- [Available data]
######
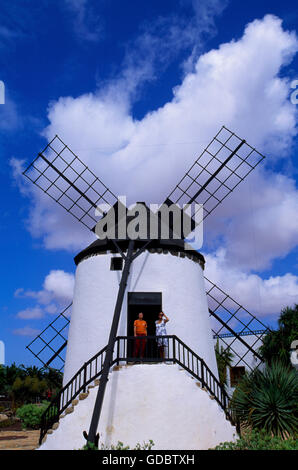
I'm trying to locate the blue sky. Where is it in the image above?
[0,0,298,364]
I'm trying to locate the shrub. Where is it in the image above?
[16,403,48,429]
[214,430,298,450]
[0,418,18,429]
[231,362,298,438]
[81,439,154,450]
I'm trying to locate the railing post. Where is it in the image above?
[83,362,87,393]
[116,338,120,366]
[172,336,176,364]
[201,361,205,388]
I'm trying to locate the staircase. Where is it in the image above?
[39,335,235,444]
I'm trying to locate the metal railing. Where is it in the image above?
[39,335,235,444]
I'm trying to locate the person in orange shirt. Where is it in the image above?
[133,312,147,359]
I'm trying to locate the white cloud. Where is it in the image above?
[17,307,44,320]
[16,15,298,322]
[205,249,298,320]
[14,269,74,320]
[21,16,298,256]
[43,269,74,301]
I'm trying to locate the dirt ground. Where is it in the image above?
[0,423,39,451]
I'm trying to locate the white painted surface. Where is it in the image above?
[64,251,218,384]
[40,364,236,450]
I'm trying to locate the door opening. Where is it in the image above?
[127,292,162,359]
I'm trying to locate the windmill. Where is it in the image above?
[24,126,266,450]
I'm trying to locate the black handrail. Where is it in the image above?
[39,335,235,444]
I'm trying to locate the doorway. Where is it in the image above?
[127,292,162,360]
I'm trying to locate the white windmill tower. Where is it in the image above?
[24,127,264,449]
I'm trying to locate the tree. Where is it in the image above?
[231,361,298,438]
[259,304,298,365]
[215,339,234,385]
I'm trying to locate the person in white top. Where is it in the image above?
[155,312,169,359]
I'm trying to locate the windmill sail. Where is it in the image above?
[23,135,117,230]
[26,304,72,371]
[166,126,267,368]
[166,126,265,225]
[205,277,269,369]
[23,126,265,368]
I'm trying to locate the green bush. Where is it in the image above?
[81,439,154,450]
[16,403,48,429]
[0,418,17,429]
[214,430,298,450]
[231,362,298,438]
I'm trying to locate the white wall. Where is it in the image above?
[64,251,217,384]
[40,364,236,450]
######
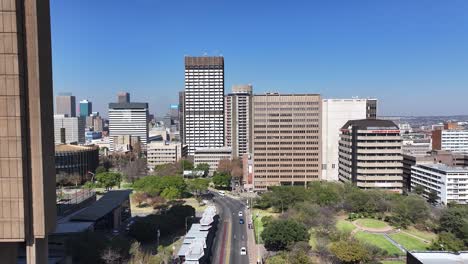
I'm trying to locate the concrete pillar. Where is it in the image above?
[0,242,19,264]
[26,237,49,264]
######
- [Do this]
Rewrite the records starting with the line that contains "I'm trying to locate the shrub." and going on through the line that contains "[201,361,205,388]", with "railing post" changed to "fence post" and all else kept the same.

- [Exercise result]
I'm trying to locate the shrub. Where is it in the image above?
[16,403,48,429]
[214,430,298,450]
[0,418,18,429]
[231,362,298,438]
[81,439,154,450]
I'm trying to locate the fence post. Where is it in the image above?
[83,362,87,393]
[116,338,120,366]
[172,336,176,364]
[201,361,205,388]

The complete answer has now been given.